Copy out everything in the listing below, from the line containing "bulb in the picture above." down to the end of the listing, with both ends included and nothing changed.

# PROVIDED DATA start

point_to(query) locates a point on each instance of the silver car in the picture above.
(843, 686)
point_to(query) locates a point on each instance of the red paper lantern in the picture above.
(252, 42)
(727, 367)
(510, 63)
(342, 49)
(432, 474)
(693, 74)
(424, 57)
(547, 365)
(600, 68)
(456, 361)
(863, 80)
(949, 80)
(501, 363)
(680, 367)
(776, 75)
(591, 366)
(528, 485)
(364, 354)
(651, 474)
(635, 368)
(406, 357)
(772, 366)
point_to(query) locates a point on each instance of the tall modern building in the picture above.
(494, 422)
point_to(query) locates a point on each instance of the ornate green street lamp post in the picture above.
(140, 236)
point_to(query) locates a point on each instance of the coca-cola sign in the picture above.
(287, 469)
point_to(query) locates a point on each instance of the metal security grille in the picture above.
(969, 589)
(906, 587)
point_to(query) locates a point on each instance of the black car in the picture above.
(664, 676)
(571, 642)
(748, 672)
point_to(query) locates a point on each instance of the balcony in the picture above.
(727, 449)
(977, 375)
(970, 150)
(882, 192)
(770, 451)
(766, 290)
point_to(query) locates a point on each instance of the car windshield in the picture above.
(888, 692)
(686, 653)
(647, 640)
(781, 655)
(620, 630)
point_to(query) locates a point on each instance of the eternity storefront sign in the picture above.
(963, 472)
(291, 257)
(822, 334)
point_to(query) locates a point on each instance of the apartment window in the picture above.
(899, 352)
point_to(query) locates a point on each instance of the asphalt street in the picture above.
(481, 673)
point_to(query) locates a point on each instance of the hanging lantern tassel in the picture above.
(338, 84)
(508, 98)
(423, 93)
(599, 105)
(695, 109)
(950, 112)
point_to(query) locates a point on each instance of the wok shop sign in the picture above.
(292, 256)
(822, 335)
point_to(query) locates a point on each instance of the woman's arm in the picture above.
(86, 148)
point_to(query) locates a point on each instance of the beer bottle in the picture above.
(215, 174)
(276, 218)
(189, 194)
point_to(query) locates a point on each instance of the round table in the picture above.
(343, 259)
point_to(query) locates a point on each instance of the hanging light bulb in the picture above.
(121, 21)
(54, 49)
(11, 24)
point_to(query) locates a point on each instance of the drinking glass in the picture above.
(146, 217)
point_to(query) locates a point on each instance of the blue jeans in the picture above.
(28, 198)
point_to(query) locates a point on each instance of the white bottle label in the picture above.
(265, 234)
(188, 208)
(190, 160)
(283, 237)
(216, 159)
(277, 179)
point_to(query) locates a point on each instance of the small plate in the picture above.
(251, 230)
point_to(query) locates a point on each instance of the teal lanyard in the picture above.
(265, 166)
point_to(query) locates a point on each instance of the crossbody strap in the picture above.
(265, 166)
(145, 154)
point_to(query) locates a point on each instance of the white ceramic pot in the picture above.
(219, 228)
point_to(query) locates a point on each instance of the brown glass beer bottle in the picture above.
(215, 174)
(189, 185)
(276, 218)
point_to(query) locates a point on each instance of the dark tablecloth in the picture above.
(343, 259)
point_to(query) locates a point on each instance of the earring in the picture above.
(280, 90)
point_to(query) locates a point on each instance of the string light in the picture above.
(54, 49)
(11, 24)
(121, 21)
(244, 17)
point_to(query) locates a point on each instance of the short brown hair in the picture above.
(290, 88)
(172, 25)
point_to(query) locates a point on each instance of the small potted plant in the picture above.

# PROVIDED DATA end

TASK OUTPUT
point_to(query) locates a point on each instance of the hanging light bulb in the picture above.
(121, 21)
(54, 49)
(11, 24)
point_to(query) locates a point on each instance of the drinking glass in the picture above.
(146, 217)
point_to(query) locates a point on each instance of the blue jeans in the picture above.
(28, 198)
point_to(query) locates a point on each instance of the white bottle label in the picture above.
(265, 234)
(188, 208)
(190, 160)
(283, 237)
(216, 159)
(277, 179)
point_to(query) locates a point on each instance of the small plate in the picture above.
(251, 230)
point_to(query) locates a point on each instance of the teal lanyard in the picture above.
(265, 166)
point_to(query) locates a point on each instance of the crossbody strap in the picture above.
(265, 166)
(145, 154)
point_to(query) locates a point on each instance of the white ceramic pot in the picture above.
(219, 228)
point_to(query) locates a point on each instance of the brown glass beer bottle in the picture above.
(215, 174)
(189, 185)
(276, 218)
point_to(query) locates a point on each instance of the dark tablecloth in the picture above.
(343, 259)
point_to(query) locates a point on each instance of the earring in the picture above.
(280, 90)
point_to(query) locates a point on each instance of the string light in the picture above.
(54, 49)
(11, 24)
(121, 21)
(244, 17)
point_to(query) locates a point on each instance of the short brown hair in the picture above.
(290, 88)
(172, 25)
point_to(query) locates a point on each instance of the small potted plant in the picture above.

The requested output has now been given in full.